-- Begin Recorded information --
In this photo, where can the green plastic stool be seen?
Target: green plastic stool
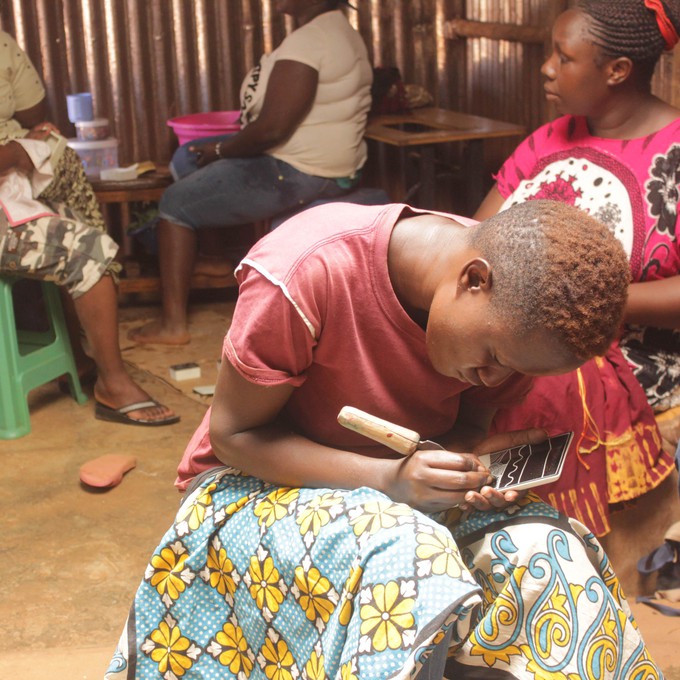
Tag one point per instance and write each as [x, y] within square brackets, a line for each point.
[29, 359]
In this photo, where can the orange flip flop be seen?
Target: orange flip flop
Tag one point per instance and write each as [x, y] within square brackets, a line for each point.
[107, 470]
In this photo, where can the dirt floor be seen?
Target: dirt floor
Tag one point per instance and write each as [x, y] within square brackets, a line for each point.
[72, 558]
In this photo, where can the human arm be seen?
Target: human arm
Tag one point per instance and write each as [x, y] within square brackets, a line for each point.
[247, 432]
[13, 156]
[654, 303]
[32, 117]
[290, 94]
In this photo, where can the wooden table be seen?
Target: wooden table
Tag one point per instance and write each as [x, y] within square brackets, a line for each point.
[424, 128]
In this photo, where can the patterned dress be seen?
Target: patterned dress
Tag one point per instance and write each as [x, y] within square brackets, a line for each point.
[632, 186]
[256, 581]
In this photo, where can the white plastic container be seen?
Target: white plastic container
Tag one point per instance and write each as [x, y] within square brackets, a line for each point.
[96, 155]
[92, 130]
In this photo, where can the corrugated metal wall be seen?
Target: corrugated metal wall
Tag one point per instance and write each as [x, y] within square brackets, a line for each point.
[148, 60]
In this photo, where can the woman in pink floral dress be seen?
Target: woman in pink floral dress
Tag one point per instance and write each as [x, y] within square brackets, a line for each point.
[615, 153]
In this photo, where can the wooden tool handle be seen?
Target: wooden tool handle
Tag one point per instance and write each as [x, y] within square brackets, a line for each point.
[400, 439]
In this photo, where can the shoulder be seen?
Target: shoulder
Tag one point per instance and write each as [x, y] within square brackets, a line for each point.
[327, 240]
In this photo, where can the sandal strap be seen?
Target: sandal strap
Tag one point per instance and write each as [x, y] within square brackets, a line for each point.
[138, 406]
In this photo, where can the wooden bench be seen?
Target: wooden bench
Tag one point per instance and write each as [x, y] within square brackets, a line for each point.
[117, 199]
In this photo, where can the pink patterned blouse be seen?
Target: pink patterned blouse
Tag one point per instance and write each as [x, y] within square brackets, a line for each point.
[630, 185]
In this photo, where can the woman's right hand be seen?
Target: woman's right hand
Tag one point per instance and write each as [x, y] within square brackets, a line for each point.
[432, 480]
[42, 131]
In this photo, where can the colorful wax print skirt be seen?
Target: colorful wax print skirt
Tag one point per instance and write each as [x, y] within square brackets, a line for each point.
[616, 454]
[255, 581]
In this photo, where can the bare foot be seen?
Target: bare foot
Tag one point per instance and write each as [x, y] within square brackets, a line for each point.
[157, 333]
[206, 265]
[125, 392]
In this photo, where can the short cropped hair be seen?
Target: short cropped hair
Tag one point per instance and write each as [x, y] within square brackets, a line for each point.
[627, 28]
[556, 268]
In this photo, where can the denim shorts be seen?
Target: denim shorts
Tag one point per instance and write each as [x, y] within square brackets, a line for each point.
[234, 191]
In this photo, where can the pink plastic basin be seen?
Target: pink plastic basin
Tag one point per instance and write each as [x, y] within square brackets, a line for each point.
[197, 125]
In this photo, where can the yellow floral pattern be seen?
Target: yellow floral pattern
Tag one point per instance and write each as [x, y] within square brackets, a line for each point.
[167, 573]
[276, 659]
[275, 506]
[219, 570]
[170, 650]
[378, 515]
[315, 594]
[304, 584]
[319, 512]
[266, 586]
[349, 592]
[231, 649]
[439, 554]
[193, 513]
[386, 617]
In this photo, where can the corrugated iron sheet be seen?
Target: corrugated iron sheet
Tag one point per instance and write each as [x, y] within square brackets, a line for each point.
[149, 60]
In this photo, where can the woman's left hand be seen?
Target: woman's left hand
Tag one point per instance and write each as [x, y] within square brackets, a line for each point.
[488, 498]
[206, 153]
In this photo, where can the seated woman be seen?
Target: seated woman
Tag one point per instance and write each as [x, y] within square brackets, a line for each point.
[615, 154]
[304, 110]
[23, 108]
[50, 242]
[303, 549]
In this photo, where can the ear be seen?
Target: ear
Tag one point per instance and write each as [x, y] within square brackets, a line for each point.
[476, 275]
[619, 70]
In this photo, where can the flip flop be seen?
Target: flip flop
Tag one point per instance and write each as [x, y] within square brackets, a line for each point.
[120, 415]
[107, 470]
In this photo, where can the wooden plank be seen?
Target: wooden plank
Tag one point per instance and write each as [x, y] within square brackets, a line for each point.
[462, 28]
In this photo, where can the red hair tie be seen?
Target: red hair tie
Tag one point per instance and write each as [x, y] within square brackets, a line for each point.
[670, 35]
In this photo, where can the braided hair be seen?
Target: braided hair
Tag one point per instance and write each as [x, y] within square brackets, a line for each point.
[627, 28]
[557, 269]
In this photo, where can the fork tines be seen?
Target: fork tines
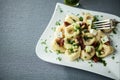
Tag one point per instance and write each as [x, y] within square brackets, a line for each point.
[104, 24]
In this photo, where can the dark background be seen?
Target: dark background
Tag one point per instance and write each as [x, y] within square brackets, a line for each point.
[21, 24]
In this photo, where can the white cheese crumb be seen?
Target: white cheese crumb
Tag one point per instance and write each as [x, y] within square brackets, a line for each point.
[105, 39]
[93, 31]
[88, 48]
[59, 35]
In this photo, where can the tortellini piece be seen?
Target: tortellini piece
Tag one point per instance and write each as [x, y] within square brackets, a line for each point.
[70, 43]
[57, 47]
[77, 39]
[100, 35]
[88, 55]
[72, 30]
[71, 18]
[73, 54]
[60, 31]
[88, 16]
[104, 51]
[88, 39]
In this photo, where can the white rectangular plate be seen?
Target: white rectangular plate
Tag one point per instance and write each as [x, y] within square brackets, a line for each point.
[43, 50]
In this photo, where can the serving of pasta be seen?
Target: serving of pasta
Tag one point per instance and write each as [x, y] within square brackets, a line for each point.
[78, 39]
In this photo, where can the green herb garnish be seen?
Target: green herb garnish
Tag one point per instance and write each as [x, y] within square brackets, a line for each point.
[71, 50]
[50, 51]
[103, 61]
[46, 49]
[81, 18]
[53, 28]
[109, 71]
[86, 37]
[95, 18]
[113, 57]
[58, 51]
[70, 41]
[59, 58]
[44, 42]
[114, 31]
[57, 23]
[91, 65]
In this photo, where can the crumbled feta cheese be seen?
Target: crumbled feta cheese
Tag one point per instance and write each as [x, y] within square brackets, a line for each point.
[59, 35]
[88, 48]
[104, 39]
[93, 31]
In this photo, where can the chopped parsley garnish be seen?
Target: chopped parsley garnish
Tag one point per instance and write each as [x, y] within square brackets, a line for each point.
[95, 18]
[46, 49]
[109, 71]
[86, 37]
[57, 23]
[114, 31]
[85, 56]
[70, 41]
[60, 9]
[53, 28]
[50, 51]
[117, 62]
[44, 42]
[78, 60]
[103, 61]
[77, 14]
[81, 18]
[71, 50]
[113, 57]
[91, 65]
[116, 46]
[59, 58]
[58, 52]
[97, 46]
[99, 52]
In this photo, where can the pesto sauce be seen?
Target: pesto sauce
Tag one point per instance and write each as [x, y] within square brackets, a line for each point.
[71, 2]
[57, 23]
[114, 31]
[81, 18]
[58, 52]
[53, 29]
[86, 37]
[59, 58]
[44, 42]
[46, 49]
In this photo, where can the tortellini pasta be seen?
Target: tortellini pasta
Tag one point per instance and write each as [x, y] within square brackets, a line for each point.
[79, 40]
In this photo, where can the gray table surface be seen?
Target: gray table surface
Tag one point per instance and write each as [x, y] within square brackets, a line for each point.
[21, 24]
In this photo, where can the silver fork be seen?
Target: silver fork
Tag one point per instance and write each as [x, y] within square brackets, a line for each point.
[105, 24]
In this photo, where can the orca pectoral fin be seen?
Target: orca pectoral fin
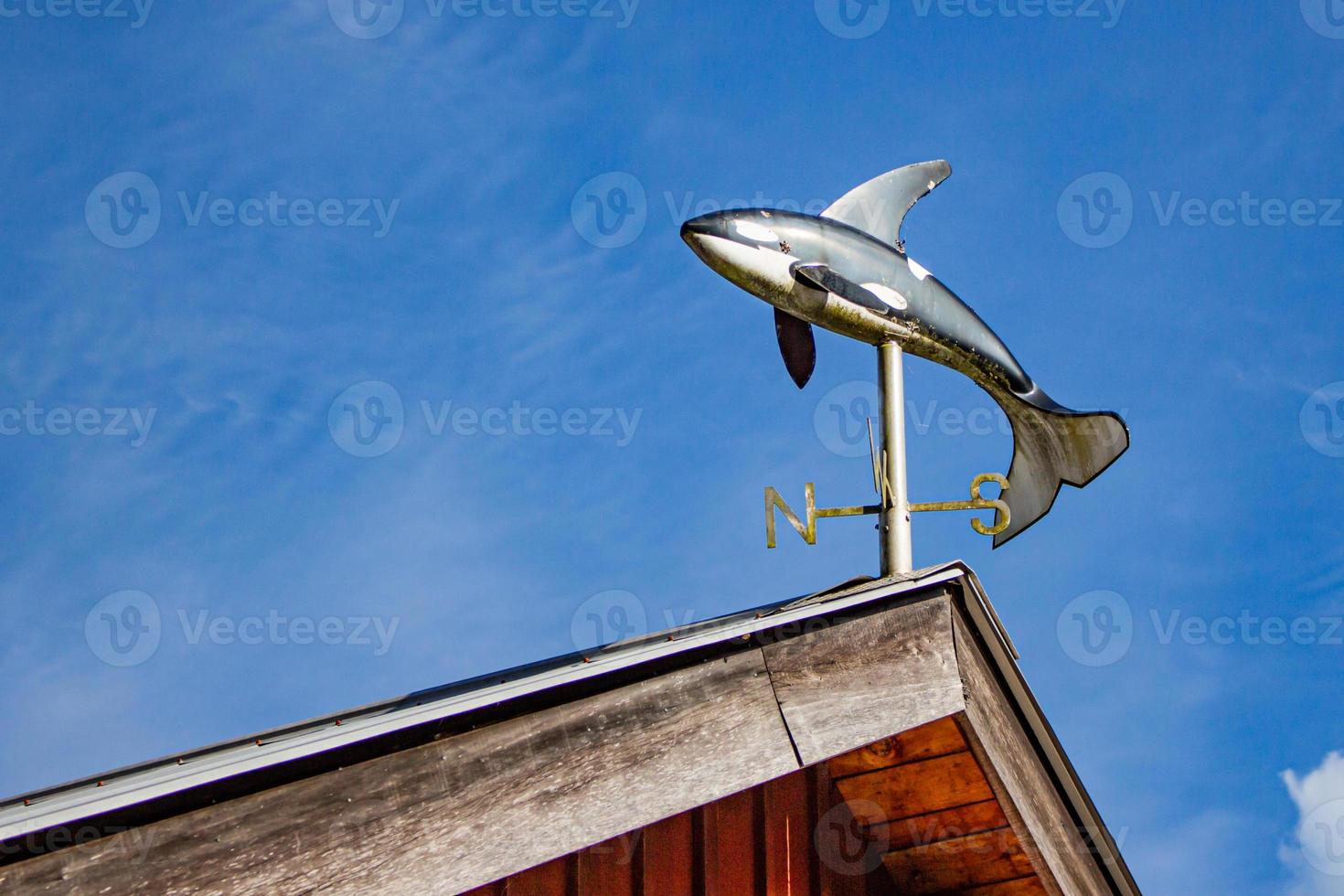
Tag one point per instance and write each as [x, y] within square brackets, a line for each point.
[821, 277]
[797, 346]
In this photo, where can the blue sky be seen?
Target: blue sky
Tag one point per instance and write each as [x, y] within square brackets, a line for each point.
[231, 231]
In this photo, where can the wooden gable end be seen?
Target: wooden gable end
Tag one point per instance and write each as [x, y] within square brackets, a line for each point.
[907, 815]
[890, 719]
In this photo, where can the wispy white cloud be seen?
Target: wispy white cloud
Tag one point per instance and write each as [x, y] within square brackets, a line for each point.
[1315, 853]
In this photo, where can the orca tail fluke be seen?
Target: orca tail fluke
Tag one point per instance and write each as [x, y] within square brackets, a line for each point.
[1052, 448]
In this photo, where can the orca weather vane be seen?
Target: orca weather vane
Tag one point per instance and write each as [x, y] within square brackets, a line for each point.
[847, 271]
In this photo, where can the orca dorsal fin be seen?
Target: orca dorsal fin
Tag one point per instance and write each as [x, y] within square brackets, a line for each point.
[880, 206]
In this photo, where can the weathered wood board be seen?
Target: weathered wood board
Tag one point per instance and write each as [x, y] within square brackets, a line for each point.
[449, 816]
[857, 681]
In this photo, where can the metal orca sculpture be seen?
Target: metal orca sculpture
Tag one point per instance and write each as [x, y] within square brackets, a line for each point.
[839, 271]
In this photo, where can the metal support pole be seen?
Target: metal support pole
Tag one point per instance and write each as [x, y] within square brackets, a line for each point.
[897, 552]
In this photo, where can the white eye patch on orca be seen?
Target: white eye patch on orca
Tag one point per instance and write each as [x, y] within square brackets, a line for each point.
[889, 295]
[754, 231]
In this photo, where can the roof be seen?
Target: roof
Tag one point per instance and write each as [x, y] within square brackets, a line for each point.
[167, 786]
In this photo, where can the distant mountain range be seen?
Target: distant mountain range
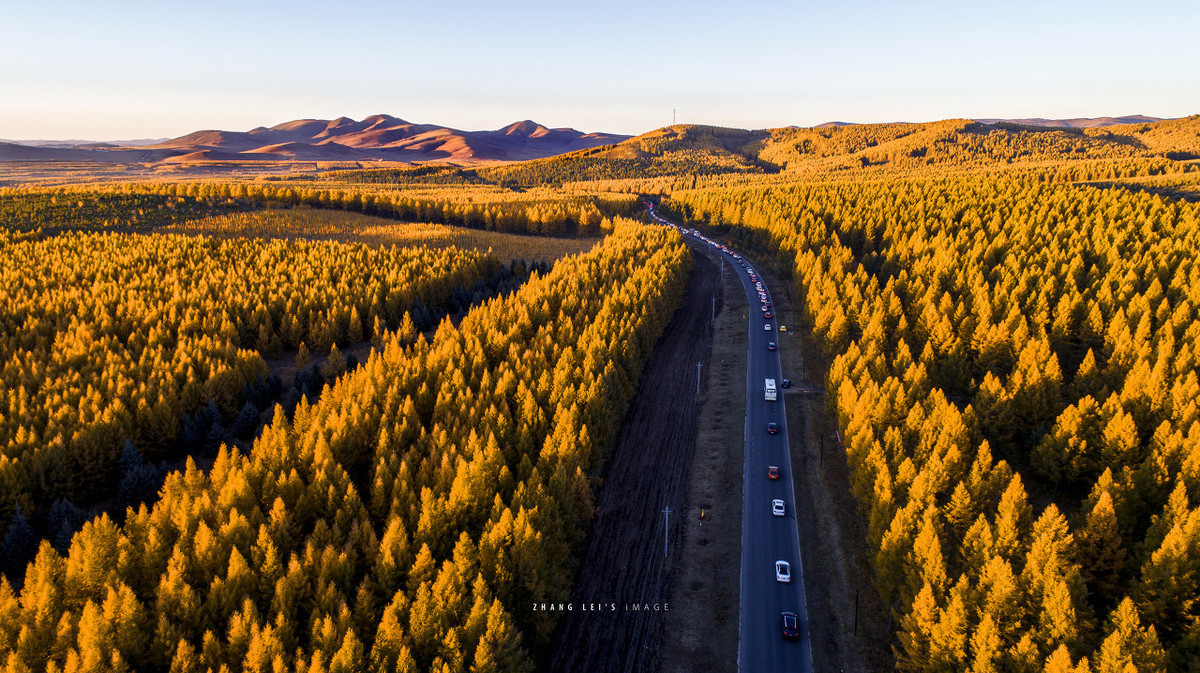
-- End Recorded information --
### [Stated task]
Please return every line of the listing above that contains the word "skirt", matching case exactly.

### [Reply to the task]
In this photo, where can the colorful wax print skirt be seen?
Target: colorful wax print skirt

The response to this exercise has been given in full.